# GOAL OF THE EXERCISE
Pick out every line in the items that contains the word "leaf" and copy each of those lines.

# MATERIAL TO PROCESS

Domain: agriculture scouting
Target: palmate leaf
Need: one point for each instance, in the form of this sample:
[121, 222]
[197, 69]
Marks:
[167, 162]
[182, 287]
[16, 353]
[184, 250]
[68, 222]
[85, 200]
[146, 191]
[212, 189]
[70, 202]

* * *

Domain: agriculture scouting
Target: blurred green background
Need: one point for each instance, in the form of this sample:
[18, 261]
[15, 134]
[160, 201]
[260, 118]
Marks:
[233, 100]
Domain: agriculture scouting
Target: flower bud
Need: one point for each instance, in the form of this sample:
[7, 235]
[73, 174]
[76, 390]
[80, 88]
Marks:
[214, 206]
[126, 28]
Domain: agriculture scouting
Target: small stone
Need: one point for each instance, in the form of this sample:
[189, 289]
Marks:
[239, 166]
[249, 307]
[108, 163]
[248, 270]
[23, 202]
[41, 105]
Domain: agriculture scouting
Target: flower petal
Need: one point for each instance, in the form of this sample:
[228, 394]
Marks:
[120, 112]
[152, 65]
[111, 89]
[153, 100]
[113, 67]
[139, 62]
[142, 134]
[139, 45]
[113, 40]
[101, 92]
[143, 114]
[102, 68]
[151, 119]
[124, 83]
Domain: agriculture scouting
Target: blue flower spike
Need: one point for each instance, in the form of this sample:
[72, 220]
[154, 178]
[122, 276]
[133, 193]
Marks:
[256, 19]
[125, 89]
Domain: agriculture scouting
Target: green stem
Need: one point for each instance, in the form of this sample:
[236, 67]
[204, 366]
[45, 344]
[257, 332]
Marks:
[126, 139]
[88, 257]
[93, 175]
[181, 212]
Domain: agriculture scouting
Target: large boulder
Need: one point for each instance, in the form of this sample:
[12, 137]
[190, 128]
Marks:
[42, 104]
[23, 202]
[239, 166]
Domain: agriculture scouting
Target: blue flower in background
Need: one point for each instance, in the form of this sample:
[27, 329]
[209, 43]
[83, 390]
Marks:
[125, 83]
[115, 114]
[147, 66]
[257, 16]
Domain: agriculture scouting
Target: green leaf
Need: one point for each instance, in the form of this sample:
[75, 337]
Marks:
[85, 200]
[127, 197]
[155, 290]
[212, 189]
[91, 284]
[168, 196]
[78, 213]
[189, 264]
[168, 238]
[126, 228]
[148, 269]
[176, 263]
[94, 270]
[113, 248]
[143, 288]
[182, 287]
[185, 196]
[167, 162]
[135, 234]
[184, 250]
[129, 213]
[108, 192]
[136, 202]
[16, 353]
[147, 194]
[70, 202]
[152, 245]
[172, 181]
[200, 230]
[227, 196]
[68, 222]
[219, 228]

# RESPONSE TO THE EXERCISE
Target: palmate leaf
Target: green leaf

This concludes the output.